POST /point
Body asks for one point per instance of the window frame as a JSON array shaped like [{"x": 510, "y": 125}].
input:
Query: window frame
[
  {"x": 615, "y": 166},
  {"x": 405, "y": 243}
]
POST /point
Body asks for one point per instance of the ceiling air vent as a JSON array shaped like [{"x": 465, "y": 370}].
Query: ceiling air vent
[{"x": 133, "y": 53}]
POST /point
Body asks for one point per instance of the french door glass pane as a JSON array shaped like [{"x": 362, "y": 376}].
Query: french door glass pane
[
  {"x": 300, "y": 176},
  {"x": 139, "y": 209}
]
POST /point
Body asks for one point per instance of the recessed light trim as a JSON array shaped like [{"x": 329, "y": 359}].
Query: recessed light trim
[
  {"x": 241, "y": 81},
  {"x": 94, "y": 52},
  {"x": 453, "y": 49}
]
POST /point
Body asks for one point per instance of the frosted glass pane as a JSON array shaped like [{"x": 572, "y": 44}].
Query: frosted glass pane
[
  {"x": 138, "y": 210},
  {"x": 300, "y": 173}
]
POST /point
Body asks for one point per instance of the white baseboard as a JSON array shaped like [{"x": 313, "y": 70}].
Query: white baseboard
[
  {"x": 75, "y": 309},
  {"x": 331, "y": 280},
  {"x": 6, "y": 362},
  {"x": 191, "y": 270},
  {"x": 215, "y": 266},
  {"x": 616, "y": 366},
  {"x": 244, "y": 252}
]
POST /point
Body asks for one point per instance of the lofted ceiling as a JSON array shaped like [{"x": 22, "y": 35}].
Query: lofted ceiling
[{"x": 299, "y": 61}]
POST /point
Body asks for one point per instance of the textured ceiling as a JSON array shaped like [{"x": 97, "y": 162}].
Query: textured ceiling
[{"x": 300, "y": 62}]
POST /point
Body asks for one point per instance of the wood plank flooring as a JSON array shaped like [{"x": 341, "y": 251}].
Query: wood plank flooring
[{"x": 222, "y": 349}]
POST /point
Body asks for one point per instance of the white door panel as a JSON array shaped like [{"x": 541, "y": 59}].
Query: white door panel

------------------------

• Stated goal
Copy down the whole of the data above, matching it exactly.

• Answer to the exercise
POST /point
Body asks for one point per instance of the window frame as a JSON array shaped like [{"x": 510, "y": 125}].
input:
Query: window frame
[
  {"x": 615, "y": 166},
  {"x": 405, "y": 243}
]
POST /point
Body asks for one point per instance of the ceiling air vent as a JSON array shaped like [{"x": 465, "y": 370}].
Query: ceiling air vent
[{"x": 133, "y": 53}]
POST /point
Body asks for one point per instance of the french door glass pane as a JSON array shaped like [{"x": 362, "y": 376}].
Query: french door glass pane
[
  {"x": 300, "y": 176},
  {"x": 139, "y": 209}
]
POST /point
Body asks for one point per instance of the recessed light trim as a JSON array shaped like [{"x": 329, "y": 359}].
Query: recessed light trim
[
  {"x": 241, "y": 81},
  {"x": 94, "y": 52},
  {"x": 453, "y": 49}
]
POST /point
Body asks for one point per instance of the frosted glass pane as a JSON array shaped like [{"x": 572, "y": 44}].
Query: frosted glass pane
[
  {"x": 138, "y": 210},
  {"x": 300, "y": 173}
]
POST /point
Body asks for one point per instance of the white baseboard as a JSON array shaped like [{"x": 313, "y": 70}].
Query: white baseboard
[
  {"x": 75, "y": 309},
  {"x": 331, "y": 280},
  {"x": 6, "y": 362},
  {"x": 191, "y": 270},
  {"x": 215, "y": 266},
  {"x": 616, "y": 366},
  {"x": 244, "y": 252}
]
POST /point
Body asks for one point per instance of the lofted ceiling as a JSON array shaped like [{"x": 22, "y": 35}].
Query: lofted ceiling
[{"x": 299, "y": 61}]
POST /point
Body asks for one point per instance of the textured ceiling as a JSON array shaped like [{"x": 97, "y": 162}].
Query: textured ceiling
[{"x": 300, "y": 62}]
POST /point
Body asks for one point per instance of the wood plank flooring as a JSON array shaped like [{"x": 341, "y": 251}].
Query: wood plank flooring
[{"x": 222, "y": 349}]
POST /point
Body asks for one point per instance of the white door panel as a JSON array shaped like [{"x": 541, "y": 59}].
Query: white door panel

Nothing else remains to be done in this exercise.